- Your goal:
From the report on Polk County unemployment, list every jobless rate given for Polk County itself, each with the period it covers.

BEGIN Source passage

LIVINGSTON – Polk County’s October unemploy-ment rate fell to its lowest level in almost 17 years, according to figures released by the Texas Workforce Commission (TWC).

The agency posted a 4.9 percent jobless rate for the county during October, which is the first time in almost 17 years unemployment has dipped below the 5.0 percent mark. The last time this was reported was the 4.8 percent rate posted in December 2000.

TWC frequently revises the figures as it collects additional data so it is possible the latest 4.9 percent figure could go up or down slightly in the next 30 to 60 days.

The new rate is down significantly from the 5.6 percent September rate, the 6.2 percent August rate and the 5.8 percent July rate.

In addition to being the lowest jobless rate of the year, the 4.9 percent October rate is down 1.2 percentage point from the 6.1 percent rate recorded in October 2016.

The current 4.9 percent unemployment rate translates to mean that out of an estimated workforce of 17,199, there were 846 county residents looking for work during the month. One month earlier, TWC’s revised estimates put the local labor force at 17,307 with 975 people looking for jobs.

Statewide, October’s seasonally adjusted unemployment rate of 3.9 percent was down from September’s 4.0 percent and down from the 4.8 percent jobless rate posted in October 2016.

The October seasonally adjusted U.S. rate of 4.1 percent was down slightly from September’s 4.2 percent and down from the 4.8 percent figure posted in October 2016.

According to TWC officials, the state added 71,500 seasonally adjusted nonfarm jobs in October. Annual employment growth for the state was 2.8 percent during the month, marking 90 consecutive months of annual growth.

“By adding an impressive 71,500 jobs over the past month and 316,100 jobs over the year, Texas employers have once again demonstrated their unmatched innovation and ability to achieve success in our country’s premier place to do business,” said

TWC Chairman Andres Alcantar. “This economy provides valuable opportunities for the highly skilled Texas workforce to also achieve success.”

END Source passage
BEGIN Provided information

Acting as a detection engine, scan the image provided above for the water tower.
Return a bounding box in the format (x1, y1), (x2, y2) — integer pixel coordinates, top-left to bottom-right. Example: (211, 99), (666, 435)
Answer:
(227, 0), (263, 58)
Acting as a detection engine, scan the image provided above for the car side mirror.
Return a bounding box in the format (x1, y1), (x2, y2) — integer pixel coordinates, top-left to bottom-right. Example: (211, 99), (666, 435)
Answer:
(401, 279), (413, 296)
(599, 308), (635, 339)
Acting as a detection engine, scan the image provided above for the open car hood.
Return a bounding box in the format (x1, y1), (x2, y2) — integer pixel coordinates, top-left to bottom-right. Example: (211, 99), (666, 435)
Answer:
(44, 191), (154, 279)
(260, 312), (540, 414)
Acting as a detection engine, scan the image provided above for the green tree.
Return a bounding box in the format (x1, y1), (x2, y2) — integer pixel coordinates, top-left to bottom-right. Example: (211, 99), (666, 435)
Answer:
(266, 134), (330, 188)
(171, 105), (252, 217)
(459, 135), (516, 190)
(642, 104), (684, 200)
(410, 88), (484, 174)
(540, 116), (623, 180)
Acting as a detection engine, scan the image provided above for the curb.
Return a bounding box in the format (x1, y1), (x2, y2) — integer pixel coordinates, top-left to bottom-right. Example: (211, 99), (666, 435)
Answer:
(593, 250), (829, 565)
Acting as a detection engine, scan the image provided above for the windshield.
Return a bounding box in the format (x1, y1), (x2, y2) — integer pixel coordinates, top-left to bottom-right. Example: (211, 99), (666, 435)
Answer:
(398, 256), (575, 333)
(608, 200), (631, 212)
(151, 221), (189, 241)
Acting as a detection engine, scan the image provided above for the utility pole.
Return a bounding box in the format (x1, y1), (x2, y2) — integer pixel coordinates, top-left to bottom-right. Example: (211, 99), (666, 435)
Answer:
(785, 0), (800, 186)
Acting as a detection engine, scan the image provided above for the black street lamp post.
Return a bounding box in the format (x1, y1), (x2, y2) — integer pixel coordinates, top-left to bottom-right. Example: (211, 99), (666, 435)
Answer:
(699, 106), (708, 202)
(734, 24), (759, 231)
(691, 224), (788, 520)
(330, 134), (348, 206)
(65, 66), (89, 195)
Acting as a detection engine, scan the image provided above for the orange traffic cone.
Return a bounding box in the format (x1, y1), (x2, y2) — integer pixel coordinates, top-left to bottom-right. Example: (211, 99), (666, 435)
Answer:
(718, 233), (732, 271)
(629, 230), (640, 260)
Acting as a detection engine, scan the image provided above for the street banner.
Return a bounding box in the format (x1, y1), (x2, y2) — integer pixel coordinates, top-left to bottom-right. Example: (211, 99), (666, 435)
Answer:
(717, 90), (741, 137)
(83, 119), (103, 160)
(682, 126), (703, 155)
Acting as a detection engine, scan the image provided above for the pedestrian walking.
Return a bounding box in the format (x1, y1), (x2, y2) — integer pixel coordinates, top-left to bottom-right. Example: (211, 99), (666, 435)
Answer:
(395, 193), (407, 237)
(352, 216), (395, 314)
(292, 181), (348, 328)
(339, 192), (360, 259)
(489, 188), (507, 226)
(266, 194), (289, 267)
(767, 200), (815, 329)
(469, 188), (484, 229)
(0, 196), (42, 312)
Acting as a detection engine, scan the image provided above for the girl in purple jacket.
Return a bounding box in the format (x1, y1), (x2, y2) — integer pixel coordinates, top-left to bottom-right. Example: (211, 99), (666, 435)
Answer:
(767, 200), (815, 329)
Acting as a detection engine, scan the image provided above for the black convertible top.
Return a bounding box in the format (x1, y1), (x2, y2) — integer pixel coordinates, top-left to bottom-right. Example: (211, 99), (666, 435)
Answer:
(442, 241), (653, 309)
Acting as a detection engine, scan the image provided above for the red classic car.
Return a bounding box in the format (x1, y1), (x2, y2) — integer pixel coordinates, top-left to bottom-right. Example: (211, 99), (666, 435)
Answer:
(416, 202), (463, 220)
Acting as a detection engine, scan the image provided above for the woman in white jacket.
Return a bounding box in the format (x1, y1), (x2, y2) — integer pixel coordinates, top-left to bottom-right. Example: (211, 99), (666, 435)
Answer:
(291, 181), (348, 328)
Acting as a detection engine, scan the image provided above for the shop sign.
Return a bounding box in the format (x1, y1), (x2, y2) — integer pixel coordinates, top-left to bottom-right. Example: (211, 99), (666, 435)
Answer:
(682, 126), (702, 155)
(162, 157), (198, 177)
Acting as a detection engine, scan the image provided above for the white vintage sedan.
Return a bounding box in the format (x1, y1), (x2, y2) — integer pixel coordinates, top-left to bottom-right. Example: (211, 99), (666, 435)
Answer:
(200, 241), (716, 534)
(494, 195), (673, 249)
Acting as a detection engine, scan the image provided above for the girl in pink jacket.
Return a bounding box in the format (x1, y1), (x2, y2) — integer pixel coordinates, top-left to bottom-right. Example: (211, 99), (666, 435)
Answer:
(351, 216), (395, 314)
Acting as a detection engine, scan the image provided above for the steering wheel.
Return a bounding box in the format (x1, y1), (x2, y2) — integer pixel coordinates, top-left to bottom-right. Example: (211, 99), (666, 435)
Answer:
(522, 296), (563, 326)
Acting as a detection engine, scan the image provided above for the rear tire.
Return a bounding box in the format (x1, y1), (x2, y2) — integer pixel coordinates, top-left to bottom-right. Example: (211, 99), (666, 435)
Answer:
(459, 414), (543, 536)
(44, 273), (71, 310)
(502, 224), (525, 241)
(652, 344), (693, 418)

END Provided information

- Task answer:
- 4.9 percent: October (the latest figure)
- 4.8 percent: December 2000
- 5.6 percent: September
- 6.2 percent: August
- 5.8 percent: July
- 6.1 percent: October 2016